# TASK DETAILS
Print the passage from the post on sleep and cooking, word for word, from "Last night, I" up to and including "up at 8 AM.".

Posted at 2025-07-02

Last night, I was scrolling through my phone in bed, drifting off until I finally fell asleep around 2 AM. Today, I naturally woke up after 6 AM, went back to sleep, and finally got up at 8 AM.

I learned that Menmen (steamed noodles) is actually made from handmade flour noodles (or semi-dried noodles) that are steamed and then braised with base ingredients and broth. Recently, while cooking, I’ve been experimenting with adding white sugar as a seasoning, which indeed adds layers to the taste. Meanwhile, I’ve been gradually learning how to preserve the nutrients, texture, and flavor of ingredients, gaining insights into timing, cooking methods, and ingredient preparation techniques. Learning to cook feels like a unique challenge - you can’t immediately repeat experiments when cooking for sustenance. Chinese stir-fry tutorials often focus on procedures but rarely provide detailed descriptions of the final dish, lacking explanations about texture and taste. It’s like teaching painting techniques without educating how to analyze and appreciate art.

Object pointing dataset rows
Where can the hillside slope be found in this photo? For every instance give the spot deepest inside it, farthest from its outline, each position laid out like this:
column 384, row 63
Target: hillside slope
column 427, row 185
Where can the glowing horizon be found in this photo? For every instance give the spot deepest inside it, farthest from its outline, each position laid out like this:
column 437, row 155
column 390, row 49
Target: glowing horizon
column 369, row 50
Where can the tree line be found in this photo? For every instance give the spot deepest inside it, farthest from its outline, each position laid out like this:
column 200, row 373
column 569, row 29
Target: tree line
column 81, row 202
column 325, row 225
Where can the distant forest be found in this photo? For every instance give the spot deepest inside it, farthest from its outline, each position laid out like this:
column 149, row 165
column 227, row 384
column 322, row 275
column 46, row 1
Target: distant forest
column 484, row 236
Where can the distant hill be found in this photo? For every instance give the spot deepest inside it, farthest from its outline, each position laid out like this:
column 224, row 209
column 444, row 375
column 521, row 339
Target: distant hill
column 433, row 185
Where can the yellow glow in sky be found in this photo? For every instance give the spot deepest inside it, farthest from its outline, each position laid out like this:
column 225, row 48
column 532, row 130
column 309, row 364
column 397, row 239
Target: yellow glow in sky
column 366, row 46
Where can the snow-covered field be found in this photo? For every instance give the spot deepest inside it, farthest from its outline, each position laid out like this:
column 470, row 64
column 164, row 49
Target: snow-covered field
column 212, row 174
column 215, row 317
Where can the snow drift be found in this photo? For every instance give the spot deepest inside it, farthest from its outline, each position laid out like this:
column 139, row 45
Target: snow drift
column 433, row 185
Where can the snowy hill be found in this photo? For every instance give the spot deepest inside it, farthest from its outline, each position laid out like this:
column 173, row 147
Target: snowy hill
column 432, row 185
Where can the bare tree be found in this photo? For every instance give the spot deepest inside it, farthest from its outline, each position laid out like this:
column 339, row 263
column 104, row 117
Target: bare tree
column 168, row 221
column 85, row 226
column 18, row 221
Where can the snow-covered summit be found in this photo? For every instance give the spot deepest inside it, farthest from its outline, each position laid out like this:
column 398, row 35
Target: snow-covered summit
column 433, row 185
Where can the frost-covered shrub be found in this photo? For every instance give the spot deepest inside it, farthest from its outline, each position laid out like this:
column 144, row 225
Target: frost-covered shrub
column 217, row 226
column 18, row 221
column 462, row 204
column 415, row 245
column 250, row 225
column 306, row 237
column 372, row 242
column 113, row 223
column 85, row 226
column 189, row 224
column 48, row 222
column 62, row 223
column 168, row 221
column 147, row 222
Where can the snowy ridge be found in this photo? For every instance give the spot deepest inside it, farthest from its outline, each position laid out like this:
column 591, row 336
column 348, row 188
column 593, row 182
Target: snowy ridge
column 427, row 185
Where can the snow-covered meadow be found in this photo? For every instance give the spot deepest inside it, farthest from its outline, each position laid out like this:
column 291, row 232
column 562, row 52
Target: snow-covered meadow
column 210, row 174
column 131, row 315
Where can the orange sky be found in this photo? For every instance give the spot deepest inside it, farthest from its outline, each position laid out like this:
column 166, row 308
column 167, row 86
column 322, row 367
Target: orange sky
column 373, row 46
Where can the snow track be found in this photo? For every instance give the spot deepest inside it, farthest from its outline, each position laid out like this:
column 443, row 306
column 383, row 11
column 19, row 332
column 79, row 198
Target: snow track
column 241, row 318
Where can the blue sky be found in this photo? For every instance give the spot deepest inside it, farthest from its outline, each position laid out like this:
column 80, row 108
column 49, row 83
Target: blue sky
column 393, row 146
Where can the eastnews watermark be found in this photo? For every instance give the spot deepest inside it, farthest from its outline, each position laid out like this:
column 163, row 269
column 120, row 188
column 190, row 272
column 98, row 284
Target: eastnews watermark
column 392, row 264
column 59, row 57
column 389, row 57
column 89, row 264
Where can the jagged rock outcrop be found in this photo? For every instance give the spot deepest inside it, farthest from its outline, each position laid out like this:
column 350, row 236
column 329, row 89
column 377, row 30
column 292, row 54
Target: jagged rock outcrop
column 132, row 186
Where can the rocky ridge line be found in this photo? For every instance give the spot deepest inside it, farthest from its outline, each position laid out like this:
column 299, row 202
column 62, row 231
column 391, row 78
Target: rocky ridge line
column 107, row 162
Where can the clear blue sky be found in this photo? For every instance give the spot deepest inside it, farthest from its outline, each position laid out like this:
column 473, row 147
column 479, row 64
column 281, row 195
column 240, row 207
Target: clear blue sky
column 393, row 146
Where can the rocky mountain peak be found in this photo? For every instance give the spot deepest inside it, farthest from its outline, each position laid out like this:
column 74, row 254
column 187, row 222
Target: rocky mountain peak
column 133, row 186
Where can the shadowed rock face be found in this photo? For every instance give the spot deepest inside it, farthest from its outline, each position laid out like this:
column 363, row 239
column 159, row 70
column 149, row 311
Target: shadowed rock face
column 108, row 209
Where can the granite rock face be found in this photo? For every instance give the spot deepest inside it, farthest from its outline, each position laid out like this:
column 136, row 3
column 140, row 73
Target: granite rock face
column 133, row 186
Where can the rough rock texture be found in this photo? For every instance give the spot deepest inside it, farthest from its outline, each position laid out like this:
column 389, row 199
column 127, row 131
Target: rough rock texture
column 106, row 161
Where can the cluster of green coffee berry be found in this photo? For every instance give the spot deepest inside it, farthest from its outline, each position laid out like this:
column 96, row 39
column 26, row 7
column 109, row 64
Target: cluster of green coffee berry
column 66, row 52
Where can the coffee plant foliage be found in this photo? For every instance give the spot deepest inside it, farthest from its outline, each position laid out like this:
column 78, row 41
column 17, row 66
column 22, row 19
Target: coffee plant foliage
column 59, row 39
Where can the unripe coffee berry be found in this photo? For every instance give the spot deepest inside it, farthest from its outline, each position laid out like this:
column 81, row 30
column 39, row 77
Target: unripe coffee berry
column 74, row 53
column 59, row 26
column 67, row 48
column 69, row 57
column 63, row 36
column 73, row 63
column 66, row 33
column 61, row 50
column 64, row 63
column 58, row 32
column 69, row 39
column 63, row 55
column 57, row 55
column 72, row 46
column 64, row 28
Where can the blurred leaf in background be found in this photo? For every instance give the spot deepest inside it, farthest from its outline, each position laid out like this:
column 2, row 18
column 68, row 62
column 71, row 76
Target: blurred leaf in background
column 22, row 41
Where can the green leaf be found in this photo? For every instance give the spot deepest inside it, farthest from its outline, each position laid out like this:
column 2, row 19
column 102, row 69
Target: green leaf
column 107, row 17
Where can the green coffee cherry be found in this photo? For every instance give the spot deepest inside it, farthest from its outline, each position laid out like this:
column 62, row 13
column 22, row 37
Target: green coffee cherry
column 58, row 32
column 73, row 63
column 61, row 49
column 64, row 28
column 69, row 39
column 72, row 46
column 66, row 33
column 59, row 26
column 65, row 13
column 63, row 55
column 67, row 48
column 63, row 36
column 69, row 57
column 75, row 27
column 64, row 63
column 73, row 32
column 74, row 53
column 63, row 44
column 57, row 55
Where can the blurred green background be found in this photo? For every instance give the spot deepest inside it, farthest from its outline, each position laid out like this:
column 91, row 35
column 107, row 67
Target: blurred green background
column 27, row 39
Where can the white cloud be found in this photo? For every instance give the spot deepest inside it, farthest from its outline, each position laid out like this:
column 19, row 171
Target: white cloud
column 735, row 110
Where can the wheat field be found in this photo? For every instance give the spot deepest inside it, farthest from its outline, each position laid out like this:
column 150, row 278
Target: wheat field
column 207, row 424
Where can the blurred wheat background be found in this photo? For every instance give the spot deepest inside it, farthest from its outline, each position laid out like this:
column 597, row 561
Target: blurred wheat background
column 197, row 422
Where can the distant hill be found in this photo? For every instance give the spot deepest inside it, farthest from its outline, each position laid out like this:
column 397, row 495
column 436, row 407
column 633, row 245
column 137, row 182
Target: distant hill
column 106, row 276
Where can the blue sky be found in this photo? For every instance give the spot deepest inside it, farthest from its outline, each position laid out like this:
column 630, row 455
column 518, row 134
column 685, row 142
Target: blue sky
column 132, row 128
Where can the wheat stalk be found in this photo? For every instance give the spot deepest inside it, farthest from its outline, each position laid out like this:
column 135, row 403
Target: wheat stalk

# FINISHED EXERCISE
Last night, I was scrolling through my phone in bed, drifting off until I finally fell asleep around 2 AM. Today, I naturally woke up after 6 AM, went back to sleep, and finally got up at 8 AM.